• _SET OF TASKS_:
a. Rewrite the passage on superintendent contracts from "Some contracts require" up to and including "superintendent's official duties.", replacing "consultancies" with "consulting work".
b. Write the next part of the article on superintendent contracts, picking up after its final sentence.

• _DOCUMENT_:
The Dallas Morning News has examined employment contracts for superintendents in 26 of the largest school districts in Texas. Twenty of them, including the contracts of Drs. Otto and Moses, contain language that allows outside employment. Dr. Griffin's contract also allows her to take outside employment, said John Tepper, president of the Carrollton-Farmers Branch school board.

Some contracts require superintendents to get school board approval before accepting consultancies. Others say the outside work cannot interfere with the superintendent's official duties.

Pots of money

Big dollars are at stake.

Most people view school districts as places that educate children. But they also can be viewed as big pots of taxpayer money with plenty of companies trying to get their share. The annual operating budget for Dallas ISD is $1 billion.

The U.S. Department of Education says the combined budgets for public school districts exceed $500 billion a year. Wal-Mart, the world's biggest retailer, is less than half that size. The gross domestic product of Argentina is less than $500 billion.

• _SUPPLIED INFORMATION_:
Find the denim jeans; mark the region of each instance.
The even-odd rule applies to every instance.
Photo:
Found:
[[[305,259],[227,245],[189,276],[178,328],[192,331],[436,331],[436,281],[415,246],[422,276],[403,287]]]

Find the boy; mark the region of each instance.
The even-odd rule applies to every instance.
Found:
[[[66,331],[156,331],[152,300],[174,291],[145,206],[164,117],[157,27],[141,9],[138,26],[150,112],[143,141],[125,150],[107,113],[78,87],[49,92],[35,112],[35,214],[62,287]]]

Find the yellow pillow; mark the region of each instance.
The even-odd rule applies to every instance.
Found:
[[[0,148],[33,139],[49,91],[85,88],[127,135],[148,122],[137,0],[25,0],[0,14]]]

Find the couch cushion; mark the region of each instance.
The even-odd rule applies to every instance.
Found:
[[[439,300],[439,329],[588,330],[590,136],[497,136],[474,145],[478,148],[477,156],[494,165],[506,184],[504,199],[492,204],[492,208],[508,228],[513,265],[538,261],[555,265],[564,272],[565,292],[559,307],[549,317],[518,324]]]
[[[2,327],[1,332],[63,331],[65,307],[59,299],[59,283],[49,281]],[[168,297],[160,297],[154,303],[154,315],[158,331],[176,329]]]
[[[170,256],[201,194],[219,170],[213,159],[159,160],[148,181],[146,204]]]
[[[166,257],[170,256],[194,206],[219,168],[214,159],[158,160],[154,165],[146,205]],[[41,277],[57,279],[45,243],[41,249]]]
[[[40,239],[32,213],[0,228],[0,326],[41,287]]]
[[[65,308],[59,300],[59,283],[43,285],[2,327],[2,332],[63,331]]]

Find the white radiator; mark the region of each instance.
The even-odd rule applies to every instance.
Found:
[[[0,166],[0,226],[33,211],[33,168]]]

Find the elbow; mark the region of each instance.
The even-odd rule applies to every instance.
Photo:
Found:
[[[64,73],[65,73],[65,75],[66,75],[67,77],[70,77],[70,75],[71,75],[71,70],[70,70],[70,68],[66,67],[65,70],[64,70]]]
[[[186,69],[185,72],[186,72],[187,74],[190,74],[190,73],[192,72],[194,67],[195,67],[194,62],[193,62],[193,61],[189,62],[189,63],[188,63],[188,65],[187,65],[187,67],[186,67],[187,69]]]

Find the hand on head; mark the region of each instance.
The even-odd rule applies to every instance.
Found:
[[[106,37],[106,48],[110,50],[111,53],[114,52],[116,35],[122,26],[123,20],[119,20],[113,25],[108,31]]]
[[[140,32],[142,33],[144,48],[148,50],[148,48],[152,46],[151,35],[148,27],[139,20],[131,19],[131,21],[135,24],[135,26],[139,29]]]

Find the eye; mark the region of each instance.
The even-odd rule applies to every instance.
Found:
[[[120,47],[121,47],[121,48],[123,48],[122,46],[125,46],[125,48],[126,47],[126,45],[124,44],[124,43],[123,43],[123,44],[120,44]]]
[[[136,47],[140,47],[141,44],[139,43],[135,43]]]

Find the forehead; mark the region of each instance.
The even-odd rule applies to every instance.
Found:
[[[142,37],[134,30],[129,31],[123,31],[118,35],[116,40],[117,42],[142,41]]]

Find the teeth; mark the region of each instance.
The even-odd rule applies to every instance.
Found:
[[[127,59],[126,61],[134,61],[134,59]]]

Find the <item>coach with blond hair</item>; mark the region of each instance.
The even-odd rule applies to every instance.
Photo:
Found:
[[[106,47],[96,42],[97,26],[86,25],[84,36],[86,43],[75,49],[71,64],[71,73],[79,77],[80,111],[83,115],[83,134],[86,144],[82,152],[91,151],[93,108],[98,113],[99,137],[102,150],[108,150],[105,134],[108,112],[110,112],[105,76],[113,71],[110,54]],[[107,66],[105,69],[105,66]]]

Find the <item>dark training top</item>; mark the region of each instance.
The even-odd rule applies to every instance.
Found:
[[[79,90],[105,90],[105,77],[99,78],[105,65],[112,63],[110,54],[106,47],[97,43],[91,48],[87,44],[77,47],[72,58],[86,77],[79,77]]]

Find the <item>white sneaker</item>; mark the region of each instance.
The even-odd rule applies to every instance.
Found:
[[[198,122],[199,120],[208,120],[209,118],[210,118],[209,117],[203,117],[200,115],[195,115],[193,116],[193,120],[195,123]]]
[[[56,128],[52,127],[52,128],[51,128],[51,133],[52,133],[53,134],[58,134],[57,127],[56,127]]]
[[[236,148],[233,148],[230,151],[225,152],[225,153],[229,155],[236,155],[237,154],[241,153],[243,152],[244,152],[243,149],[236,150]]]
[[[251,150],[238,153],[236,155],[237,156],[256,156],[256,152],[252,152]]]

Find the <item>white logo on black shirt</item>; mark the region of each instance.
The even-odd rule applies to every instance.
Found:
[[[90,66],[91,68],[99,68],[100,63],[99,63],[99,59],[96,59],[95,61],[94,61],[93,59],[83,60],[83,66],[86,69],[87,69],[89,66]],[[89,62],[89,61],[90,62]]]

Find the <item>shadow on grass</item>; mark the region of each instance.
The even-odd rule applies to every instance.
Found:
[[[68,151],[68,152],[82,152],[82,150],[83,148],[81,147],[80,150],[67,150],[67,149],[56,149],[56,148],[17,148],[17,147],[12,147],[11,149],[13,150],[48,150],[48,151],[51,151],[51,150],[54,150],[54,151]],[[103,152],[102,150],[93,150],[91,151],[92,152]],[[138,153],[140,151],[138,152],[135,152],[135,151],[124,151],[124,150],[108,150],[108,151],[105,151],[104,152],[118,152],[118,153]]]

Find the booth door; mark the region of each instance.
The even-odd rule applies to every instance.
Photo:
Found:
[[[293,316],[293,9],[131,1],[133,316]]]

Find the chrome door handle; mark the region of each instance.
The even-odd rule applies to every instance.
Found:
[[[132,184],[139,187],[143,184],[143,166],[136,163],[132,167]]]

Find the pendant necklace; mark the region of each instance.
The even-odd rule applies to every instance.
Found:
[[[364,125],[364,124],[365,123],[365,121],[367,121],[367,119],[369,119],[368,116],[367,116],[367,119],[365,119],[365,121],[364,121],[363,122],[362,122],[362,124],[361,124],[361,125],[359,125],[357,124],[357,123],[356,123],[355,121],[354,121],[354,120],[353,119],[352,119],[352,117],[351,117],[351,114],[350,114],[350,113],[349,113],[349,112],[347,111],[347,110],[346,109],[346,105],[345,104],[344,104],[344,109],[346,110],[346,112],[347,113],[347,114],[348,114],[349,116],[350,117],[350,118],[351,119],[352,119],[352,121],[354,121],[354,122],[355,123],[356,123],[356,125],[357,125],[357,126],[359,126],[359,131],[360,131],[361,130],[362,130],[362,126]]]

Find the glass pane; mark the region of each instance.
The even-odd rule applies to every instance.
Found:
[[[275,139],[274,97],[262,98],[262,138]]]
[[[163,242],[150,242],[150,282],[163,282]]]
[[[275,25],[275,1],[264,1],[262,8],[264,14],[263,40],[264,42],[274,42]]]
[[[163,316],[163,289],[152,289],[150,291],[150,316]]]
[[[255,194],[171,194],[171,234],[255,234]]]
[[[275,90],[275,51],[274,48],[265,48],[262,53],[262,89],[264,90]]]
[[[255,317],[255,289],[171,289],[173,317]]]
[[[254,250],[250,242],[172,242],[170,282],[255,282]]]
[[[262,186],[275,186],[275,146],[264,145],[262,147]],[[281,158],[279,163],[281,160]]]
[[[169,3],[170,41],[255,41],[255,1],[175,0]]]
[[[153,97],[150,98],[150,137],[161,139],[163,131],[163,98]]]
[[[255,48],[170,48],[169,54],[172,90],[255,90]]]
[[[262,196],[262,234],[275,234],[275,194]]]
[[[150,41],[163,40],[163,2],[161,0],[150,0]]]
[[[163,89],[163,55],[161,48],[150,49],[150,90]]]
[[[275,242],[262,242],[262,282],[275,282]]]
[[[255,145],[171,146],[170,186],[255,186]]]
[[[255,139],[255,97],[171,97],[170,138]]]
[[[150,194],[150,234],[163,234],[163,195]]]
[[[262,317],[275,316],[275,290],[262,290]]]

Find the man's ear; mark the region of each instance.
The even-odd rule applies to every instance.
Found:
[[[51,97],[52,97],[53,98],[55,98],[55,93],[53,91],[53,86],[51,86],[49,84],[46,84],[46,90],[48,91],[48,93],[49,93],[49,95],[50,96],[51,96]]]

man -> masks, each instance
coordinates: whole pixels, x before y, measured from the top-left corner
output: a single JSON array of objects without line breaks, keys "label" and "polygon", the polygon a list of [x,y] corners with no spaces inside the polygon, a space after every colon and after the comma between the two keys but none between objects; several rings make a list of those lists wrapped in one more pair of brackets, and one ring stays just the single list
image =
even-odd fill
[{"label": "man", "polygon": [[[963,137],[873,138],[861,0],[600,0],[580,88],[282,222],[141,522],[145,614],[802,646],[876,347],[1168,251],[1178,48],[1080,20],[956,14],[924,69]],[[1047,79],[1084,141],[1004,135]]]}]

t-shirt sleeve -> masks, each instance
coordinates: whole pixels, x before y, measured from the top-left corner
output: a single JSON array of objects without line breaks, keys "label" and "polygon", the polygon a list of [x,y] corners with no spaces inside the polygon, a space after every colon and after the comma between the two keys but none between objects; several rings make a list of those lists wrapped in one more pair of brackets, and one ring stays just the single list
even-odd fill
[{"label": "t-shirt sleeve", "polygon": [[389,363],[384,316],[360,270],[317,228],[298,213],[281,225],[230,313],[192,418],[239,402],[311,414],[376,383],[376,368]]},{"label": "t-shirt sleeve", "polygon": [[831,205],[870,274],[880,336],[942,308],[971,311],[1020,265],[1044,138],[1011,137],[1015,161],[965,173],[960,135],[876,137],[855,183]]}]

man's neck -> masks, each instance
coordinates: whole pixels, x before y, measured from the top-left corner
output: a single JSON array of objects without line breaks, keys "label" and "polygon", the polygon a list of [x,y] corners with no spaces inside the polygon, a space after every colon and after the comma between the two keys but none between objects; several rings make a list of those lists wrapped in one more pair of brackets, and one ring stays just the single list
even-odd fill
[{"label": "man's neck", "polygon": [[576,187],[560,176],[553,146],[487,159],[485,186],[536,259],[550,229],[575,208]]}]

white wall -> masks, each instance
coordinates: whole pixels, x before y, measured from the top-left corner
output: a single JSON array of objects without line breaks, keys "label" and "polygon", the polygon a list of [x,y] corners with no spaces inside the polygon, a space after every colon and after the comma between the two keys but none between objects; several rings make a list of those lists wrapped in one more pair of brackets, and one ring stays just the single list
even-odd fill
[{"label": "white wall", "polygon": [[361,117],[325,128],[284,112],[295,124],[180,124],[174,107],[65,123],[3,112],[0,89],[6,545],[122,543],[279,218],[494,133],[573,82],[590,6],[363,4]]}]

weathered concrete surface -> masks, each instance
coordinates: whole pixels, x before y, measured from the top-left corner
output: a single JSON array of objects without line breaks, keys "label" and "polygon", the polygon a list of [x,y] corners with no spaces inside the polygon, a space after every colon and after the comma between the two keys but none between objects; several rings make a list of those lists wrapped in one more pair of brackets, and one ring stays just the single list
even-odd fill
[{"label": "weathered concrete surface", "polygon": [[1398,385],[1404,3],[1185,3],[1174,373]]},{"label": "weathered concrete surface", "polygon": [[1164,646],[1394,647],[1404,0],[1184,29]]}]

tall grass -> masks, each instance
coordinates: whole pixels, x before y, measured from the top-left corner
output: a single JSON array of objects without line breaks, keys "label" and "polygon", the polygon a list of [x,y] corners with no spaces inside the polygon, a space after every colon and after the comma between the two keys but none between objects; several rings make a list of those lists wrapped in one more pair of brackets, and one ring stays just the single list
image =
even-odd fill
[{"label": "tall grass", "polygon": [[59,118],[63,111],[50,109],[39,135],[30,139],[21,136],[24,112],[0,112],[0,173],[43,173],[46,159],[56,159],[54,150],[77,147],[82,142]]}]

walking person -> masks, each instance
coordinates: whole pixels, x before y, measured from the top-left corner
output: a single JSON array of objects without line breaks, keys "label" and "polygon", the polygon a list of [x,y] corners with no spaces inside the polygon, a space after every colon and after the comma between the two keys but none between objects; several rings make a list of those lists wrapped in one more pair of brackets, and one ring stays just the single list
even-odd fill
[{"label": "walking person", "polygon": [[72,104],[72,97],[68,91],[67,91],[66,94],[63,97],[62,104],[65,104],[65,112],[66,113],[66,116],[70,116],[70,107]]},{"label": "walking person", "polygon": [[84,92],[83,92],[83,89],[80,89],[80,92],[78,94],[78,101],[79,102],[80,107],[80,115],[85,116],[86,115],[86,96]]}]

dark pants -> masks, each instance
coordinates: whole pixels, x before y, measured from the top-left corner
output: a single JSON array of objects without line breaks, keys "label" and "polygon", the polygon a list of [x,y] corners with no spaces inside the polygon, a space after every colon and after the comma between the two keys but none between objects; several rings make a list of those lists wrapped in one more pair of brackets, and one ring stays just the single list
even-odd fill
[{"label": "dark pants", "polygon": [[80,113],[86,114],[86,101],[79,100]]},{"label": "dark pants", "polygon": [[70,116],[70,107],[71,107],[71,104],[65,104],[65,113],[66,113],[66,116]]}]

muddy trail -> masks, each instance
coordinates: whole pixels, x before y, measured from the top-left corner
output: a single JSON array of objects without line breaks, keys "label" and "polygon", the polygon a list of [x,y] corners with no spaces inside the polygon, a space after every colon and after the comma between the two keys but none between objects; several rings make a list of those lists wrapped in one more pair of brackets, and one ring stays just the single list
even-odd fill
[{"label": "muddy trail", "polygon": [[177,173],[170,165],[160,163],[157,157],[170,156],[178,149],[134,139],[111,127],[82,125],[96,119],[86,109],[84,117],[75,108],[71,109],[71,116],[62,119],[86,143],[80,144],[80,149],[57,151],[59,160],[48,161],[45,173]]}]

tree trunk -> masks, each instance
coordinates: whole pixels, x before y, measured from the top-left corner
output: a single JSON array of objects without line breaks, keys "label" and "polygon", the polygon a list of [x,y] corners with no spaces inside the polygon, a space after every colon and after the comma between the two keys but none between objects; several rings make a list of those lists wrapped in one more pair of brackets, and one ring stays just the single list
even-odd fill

• _EXERCISE RESPONSES_:
a.
Some contracts require superintendents to get school board approval before accepting consulting work. Others say the outside work cannot interfere with the superintendent's official duties.

b.
A big chunk of a school district's budget goes for teacher and staff salaries. But another big chunk also goes for a multitude of contracts with private companies.

Elfreda Massie, vice president of strategic relationships for Harcourt Achieve in Austin, came to The Resort to talk about her company's instructional materials and professional development programs for teachers. During one meeting, she told superintendents, "We are trying to take the market for products and services for English-language learners."

Privately owned

Educational Resource and Development Institute Inc., a privately owned company in Grand Island, Neb., brings superintendents and company executives together twice a year: a summer conference and a winter conference.

ERDI is the brainchild of Mike Kneale, a former superintendent and motivational speaker. He founded the company 18 years ago and runs it with his son, Mike Jr.

"The whole concept was to create a forum where educators can learn from the companies and vice versa," Mr. Kneale said. "We want to make products more appropriate for the school setting."

ERDI literature lists 72 companies and more than 80 superintendents and other school leaders on its participant rolls. Some of them attended last week's conference. Another group will attend a second conference in Rancho Mirage this week.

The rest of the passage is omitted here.